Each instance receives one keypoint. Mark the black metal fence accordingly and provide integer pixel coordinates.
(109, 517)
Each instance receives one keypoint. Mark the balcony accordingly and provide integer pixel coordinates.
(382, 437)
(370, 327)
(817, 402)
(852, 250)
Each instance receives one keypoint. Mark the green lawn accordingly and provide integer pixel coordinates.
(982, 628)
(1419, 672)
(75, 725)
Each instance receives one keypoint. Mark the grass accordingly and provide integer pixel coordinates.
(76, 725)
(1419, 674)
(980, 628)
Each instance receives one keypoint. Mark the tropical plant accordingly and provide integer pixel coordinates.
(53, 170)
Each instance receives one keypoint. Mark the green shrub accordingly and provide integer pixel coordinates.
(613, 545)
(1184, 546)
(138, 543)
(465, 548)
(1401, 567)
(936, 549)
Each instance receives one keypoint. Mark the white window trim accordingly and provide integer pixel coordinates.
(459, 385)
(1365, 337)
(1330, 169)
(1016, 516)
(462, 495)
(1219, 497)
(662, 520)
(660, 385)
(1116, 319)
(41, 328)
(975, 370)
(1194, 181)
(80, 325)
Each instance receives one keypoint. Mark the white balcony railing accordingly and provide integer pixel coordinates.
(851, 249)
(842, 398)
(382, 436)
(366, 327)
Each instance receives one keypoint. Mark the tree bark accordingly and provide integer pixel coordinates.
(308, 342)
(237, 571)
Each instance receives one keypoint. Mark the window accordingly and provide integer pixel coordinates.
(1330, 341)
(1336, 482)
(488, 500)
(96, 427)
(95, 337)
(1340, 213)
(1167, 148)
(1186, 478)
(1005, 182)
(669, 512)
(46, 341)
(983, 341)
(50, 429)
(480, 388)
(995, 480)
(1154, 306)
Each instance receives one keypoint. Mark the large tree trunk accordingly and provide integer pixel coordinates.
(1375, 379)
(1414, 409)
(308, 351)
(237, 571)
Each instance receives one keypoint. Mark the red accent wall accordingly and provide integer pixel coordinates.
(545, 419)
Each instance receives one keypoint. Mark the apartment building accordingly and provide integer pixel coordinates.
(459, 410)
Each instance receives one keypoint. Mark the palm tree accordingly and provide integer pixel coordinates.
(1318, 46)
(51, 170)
########
## Task statement
Output every row above again, word for word and in the same order, with no changes.

## Solution for this exercise
Each instance receives one keypoint. Mark the black metal fence accordingly and provide integer pixel coordinates.
(109, 517)
Each instance receives one keypoint. Mark the balcony accordingly and provide integer pixel coordinates.
(382, 437)
(370, 327)
(817, 402)
(852, 250)
Each instance receives one keypoint. Mark the green lawn accordingly and provide integer pixel coordinates.
(982, 628)
(1419, 672)
(75, 725)
Each instance receives one keypoint. Mark the grass accordingly and provide integer pixel coordinates.
(76, 725)
(1419, 674)
(980, 628)
Each instance receives one keypoint. Mark the tropical plant accordingly and provide integer pixel coordinates.
(53, 170)
Each instance receives one keypoint. Mark the green shrub accordingly and provide integer pixel coordinates.
(613, 545)
(1184, 546)
(138, 543)
(465, 548)
(1401, 567)
(936, 549)
Each instance receives one keypoint. Mark the white window trim accordingly and provide integer pixel coordinates.
(459, 385)
(1365, 337)
(1330, 169)
(1016, 516)
(462, 495)
(1219, 497)
(662, 520)
(660, 385)
(1116, 319)
(41, 328)
(975, 370)
(1194, 181)
(80, 325)
Each instance receives one keypoint. Mark the white balcony railing accordingly and provide integer pixel coordinates.
(851, 249)
(842, 398)
(382, 436)
(366, 327)
Each instance receives one keypoint. Mark the tree bark accordingly and provide integer pixel coordinates.
(308, 342)
(237, 571)
Each instance receives one keypoint. Mark the window accordingly and provide integer pixel coordinates.
(1330, 341)
(1336, 482)
(488, 500)
(96, 427)
(95, 337)
(1340, 213)
(1167, 148)
(1186, 478)
(1005, 182)
(669, 512)
(46, 341)
(983, 341)
(50, 429)
(480, 388)
(995, 480)
(1154, 306)
Each instance receives one keypoint. Mark the large tree trunk accordingly and provide integer pixel coordinates.
(1375, 379)
(1414, 409)
(308, 351)
(237, 571)
Each instance receives one keypoint. Mark the red accent wall accordingly and provide integer pixel coordinates.
(545, 419)
Each instance receives one keypoint. Mark the apartment building accordingly and provide integer pixel coordinates.
(459, 410)
Each instance receives one keypoint. Mark the palm tree accordingly and provide integer pixel coordinates.
(1318, 46)
(51, 170)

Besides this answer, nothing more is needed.